Extrait du document:
-=-=-

L’Humanité, 4 mai 2017, par Jean-Claude Perrier

Ce récit paru en 2012 a suscité un écho considérable dans les pays de langue allemande. Par sa dimension tragique et son dépouillement extrême, il s’est imposé comme l’un des très grands textes de ces dernières années. La traduction virtuose d’Olivier Le Lay dans l’exigeante collection « Der Doppelgänger » nous en restitue aujourd’hui l’exceptionnelle beauté.

Le sujet apparaît intemporel et universel, d’une accablante simplicité : la mort d’un fils unique racontée par son père. Celui-ci, un matin de froidure, le découvre mort dans son lit pendant la nuit, déjà saisi par la raideur cadavérique. Julius avait 17 ans. Depuis quelque temps il était revenu vivre chez son père dans la capitale. Quand ses parents s’étaient tôt séparés, sa mère l’avait emmené à l’ouest du pays, sans doute dans le Vorarlberg, où elle avait commencé de partager son existence avec un nouveau compagnon. D’abord incrédule, le père-narrateur prend la mesure de la perte de son enfant. La vie d’universitaire, essentiellement tournée vers l’étude, qu’il avait préférée à son couple, se révèle être une construction bien fragile face au bouleversement qui le submerge. Le deuil détruit ses repères, ne semble lui laisser d’autres issues qu’un relâchement destructeur. L’écrivain, qui perdit lui-même un fils, suit l’itinéraire de cette souffrance avec une précision de géomètre. Chacune de ses phrases comme une mesure laser des dégâts occasionnés. Sans pathos ni encore moins sensiblerie. Seulement la réalité de ce qui s’effondre. L’insupportable défi à la logique de la mort du fils avant celle du père. Mais aussi peu à peu l’inextinguible vouloir-vivre des humains. Prenant d’abord forme de colère et de rage, puis de travail du souvenir. L’éternel retour de la vie. Car Julius, entre ses deux néants, a laissé trace dans les mémoires. Celle du père, celle de la mère qui vient quelque temps auprès de lui (« Tu resteras à jamais l’homme que j’ai aimé, même si je t’ai perdu »), et celle de Julia, sa petite amie qui apporte sur lui une autre lumière. Le récit redonne tangibilité à ce temps certainement pas perdu et apporte un nécessaire réconfort. En fond lointain de cette prose superbe résonne la phrase de Faulkner, « le passé n’est jamais mort, il n’est même pas passé ». Wolfgang Hermann, jamais auparavant traduit ici, réussit dans son saisissant récit l’alliage parfait de la sensibilité, de la hauteur de vue et de la poésie.

-=-=-

Objectif de l'exercice: Recopiez tel quel, s'il vous plaît, le passage de la critique qui commence aux mots « L’Humanité, 4 mai » et s'arrête après « aujourd’hui l’exceptionnelle beauté. ». Ces lignes ne jouent aucun rôle ici.

Lignes de données:

-=-=-

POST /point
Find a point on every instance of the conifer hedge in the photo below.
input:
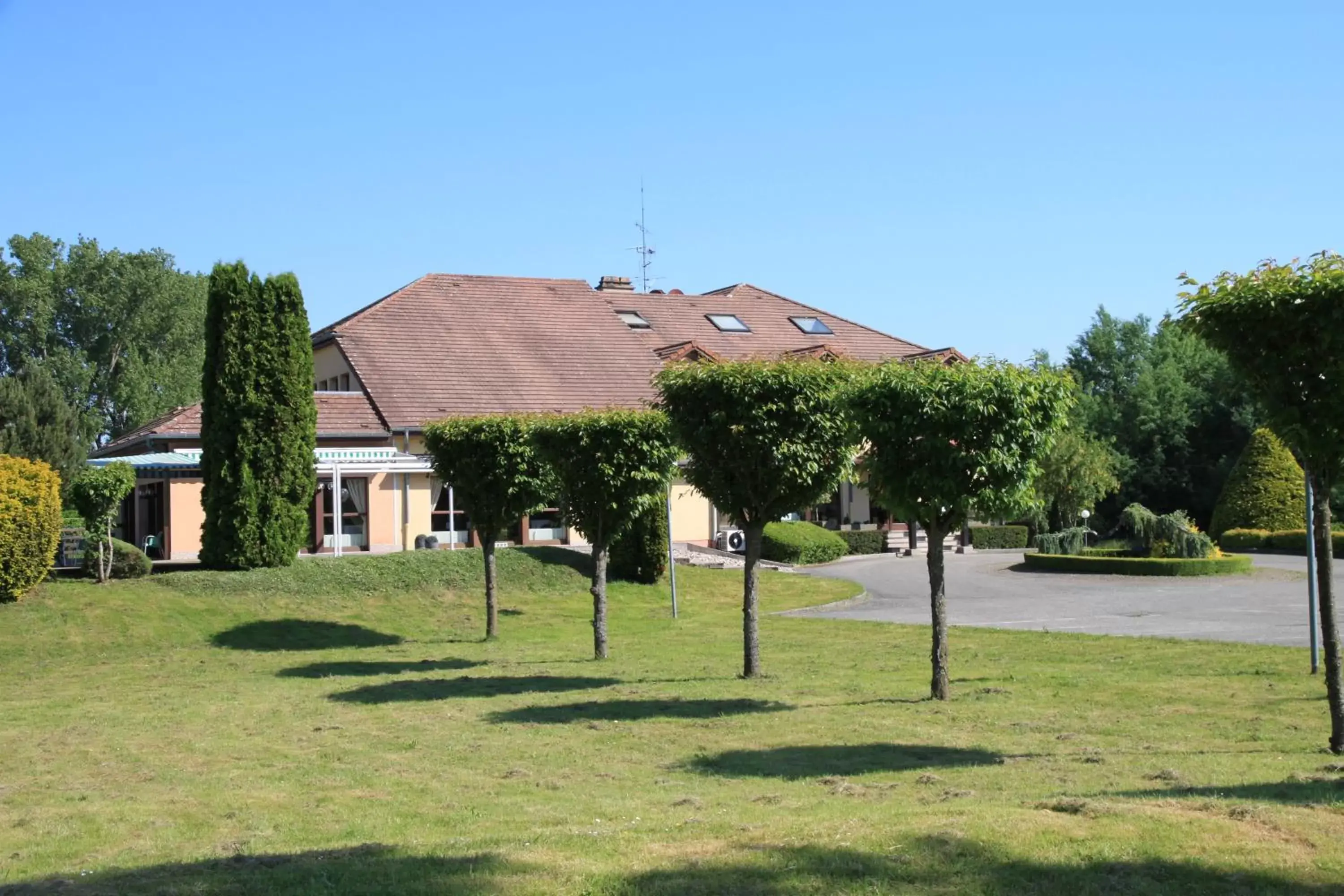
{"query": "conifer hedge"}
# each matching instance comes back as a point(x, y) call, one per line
point(258, 424)
point(1265, 491)
point(30, 524)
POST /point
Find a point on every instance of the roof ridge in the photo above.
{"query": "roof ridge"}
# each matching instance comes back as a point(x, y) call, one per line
point(822, 311)
point(331, 328)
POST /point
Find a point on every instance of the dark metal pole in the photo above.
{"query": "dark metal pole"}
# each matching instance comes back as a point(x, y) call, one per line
point(671, 555)
point(1311, 574)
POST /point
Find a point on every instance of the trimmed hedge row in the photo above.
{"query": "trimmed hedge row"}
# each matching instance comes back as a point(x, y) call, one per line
point(801, 543)
point(128, 562)
point(1229, 564)
point(1288, 542)
point(992, 538)
point(865, 540)
point(30, 524)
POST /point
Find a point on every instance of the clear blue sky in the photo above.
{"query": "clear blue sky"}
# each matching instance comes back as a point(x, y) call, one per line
point(952, 177)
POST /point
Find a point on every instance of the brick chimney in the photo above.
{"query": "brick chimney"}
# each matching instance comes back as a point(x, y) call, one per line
point(616, 284)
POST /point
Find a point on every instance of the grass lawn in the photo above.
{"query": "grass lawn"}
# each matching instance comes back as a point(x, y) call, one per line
point(340, 728)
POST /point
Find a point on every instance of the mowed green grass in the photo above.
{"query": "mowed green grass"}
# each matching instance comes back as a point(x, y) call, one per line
point(156, 739)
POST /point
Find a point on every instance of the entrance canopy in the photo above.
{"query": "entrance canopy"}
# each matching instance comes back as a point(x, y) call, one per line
point(186, 462)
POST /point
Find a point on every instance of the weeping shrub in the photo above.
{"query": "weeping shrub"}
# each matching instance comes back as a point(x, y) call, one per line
point(1069, 542)
point(1170, 535)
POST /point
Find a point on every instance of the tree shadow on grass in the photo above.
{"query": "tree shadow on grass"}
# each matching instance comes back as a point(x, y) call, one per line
point(636, 711)
point(413, 689)
point(953, 866)
point(1324, 790)
point(300, 634)
point(338, 872)
point(836, 759)
point(358, 668)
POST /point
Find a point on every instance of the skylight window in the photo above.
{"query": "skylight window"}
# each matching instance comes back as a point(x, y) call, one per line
point(729, 323)
point(812, 326)
point(633, 320)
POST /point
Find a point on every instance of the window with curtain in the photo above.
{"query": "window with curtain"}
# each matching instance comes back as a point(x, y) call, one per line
point(546, 526)
point(354, 512)
point(445, 526)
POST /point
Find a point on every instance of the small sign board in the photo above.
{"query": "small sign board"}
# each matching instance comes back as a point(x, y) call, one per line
point(70, 550)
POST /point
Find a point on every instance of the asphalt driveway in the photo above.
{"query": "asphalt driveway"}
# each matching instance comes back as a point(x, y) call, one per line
point(1268, 606)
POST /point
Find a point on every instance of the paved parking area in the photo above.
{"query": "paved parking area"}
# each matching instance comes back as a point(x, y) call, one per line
point(1268, 606)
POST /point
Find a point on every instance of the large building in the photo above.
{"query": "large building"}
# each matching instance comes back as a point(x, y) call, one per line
point(455, 345)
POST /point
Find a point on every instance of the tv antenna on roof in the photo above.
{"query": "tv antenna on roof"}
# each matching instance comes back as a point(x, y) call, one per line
point(643, 249)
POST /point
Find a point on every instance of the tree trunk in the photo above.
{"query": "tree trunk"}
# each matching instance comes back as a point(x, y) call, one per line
point(1330, 629)
point(939, 601)
point(105, 571)
point(492, 612)
point(750, 587)
point(599, 590)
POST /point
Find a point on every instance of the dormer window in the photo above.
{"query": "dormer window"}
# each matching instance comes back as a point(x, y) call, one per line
point(633, 320)
point(814, 326)
point(729, 323)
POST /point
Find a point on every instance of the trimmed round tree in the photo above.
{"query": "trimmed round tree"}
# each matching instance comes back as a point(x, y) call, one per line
point(611, 468)
point(258, 424)
point(943, 440)
point(97, 493)
point(496, 477)
point(764, 440)
point(1265, 491)
point(1281, 328)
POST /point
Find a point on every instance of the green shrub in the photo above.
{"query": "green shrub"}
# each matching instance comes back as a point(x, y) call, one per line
point(1109, 552)
point(1295, 542)
point(990, 538)
point(1265, 491)
point(1228, 564)
point(1070, 542)
point(801, 543)
point(1244, 539)
point(128, 562)
point(865, 540)
point(640, 554)
point(30, 523)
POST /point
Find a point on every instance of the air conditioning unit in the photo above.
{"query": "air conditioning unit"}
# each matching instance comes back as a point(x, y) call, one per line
point(733, 540)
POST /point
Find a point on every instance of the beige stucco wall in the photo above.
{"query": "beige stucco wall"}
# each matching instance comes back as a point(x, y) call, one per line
point(691, 515)
point(328, 362)
point(383, 513)
point(420, 507)
point(186, 516)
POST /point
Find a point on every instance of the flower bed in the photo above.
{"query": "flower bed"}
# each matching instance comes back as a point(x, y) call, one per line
point(1226, 564)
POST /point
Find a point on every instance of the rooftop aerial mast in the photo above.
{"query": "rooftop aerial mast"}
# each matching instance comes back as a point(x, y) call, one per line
point(643, 249)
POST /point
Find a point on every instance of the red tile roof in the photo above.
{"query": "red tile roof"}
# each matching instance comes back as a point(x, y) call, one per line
point(452, 345)
point(339, 414)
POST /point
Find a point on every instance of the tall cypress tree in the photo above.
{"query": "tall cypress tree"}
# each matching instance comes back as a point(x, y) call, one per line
point(258, 421)
point(287, 433)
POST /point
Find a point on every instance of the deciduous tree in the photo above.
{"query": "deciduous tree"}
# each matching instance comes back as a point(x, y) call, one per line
point(609, 466)
point(941, 440)
point(496, 476)
point(97, 495)
point(1283, 330)
point(1170, 409)
point(37, 422)
point(764, 440)
point(120, 332)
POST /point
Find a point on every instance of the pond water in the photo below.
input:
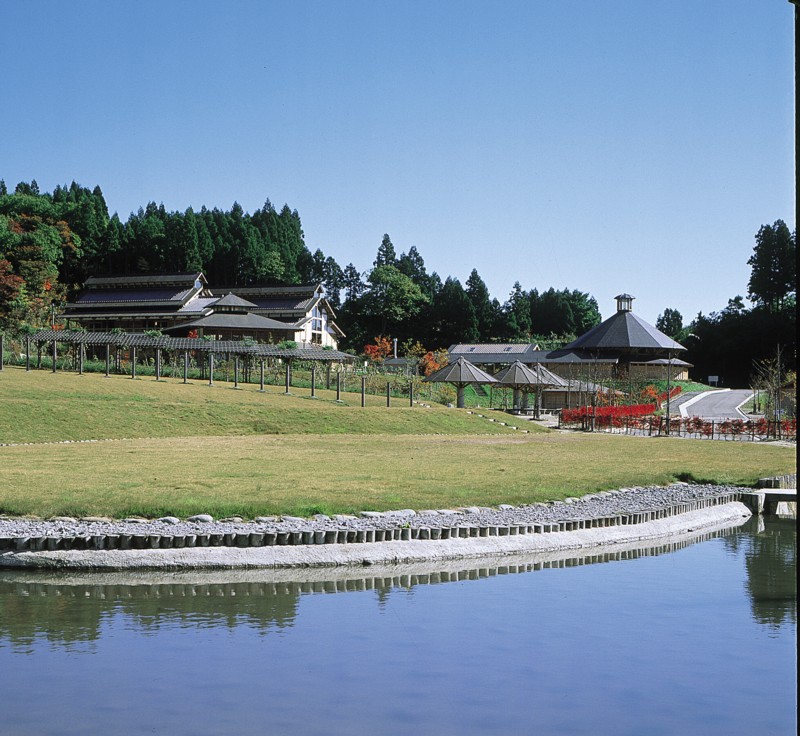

-=-=-

Résultat attendu:
L’Humanité, 4 mai 2017, par Jean-Claude Perrier

Ce récit paru en 2012 a suscité un écho considérable dans les pays de langue allemande. Par sa dimension tragique et son dépouillement extrême, il s’est imposé comme l’un des très grands textes de ces dernières années. La traduction virtuose d’Olivier Le Lay dans l’exigeante collection « Der Doppelgänger » nous en restitue aujourd’hui l’exceptionnelle beauté.